Entries shown:
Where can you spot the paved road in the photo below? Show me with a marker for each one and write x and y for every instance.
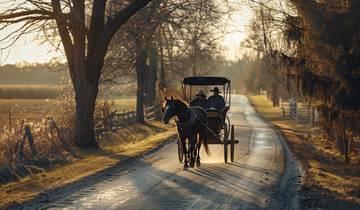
(157, 181)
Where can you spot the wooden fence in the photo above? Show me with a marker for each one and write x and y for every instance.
(307, 114)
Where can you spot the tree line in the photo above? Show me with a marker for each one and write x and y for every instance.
(102, 39)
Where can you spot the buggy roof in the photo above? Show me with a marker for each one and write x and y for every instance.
(205, 81)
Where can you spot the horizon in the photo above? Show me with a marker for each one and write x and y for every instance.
(30, 49)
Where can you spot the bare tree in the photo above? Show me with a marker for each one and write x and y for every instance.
(85, 44)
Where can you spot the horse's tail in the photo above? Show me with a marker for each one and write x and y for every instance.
(206, 146)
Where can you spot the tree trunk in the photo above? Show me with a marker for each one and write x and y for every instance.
(162, 82)
(151, 76)
(85, 98)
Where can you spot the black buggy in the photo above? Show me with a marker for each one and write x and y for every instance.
(219, 127)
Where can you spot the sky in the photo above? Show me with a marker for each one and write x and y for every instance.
(29, 50)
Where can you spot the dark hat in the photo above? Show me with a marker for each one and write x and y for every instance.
(216, 89)
(201, 93)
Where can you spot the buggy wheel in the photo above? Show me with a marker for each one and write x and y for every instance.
(180, 152)
(232, 144)
(225, 143)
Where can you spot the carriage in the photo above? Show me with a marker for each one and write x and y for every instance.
(219, 129)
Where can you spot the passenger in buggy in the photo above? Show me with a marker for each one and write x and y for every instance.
(216, 100)
(200, 100)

What the task asks: Nothing but the lines from the one with "Where can you spot the dark" through the end of the data above should be reproduced, each exactly, both ends included.

Reply:
Where can you spot the dark hat in the photo above? Show me with a marker for each one and write x and y for every instance.
(216, 89)
(201, 93)
Where can you spot the buggy wheel in the photo above? Show me with a marker for each one and write x and y for every instance.
(180, 152)
(232, 144)
(225, 143)
Where can you spot the carriage in the photo above? Show me with a marker for each one and write x and y for every instance.
(219, 129)
Where can you spot the passenger in buggy in the photo above? Show me with a marker for each one and write x and y for every instance.
(216, 100)
(200, 100)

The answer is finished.